**Problem details:**
Express the listing below as a two-column CSV with the headers "text" and "answer", where each text and its answer form one row and each value sits in a single quoted field with line breaks replaced by spaces. Leave the pictures out.

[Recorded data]
★ ★ ★ ★ ★ ★ ★
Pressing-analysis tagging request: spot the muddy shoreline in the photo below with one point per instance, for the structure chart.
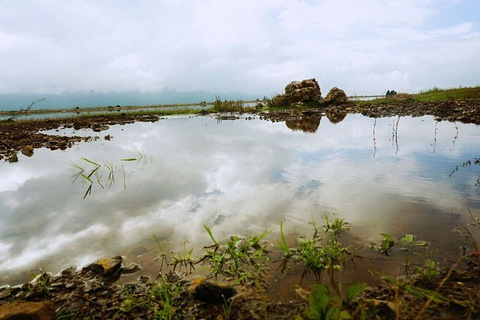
(95, 292)
(25, 136)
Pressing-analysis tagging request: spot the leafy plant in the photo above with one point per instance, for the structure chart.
(321, 252)
(241, 260)
(323, 304)
(387, 243)
(407, 244)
★ ★ ★ ★ ★ ★ ★
**Finished exercise:**
text,answer
"Pressing-analysis tagging request: spot the muddy shoreline in the photo below with one point per instance, for the structure chart.","(95, 292) (25, 136)"
"Pressing-analysis tagging request: spot the leafy plant in the photo above with one point per instance, for the structure chart.","(321, 252) (241, 260) (323, 304) (387, 243) (407, 244)"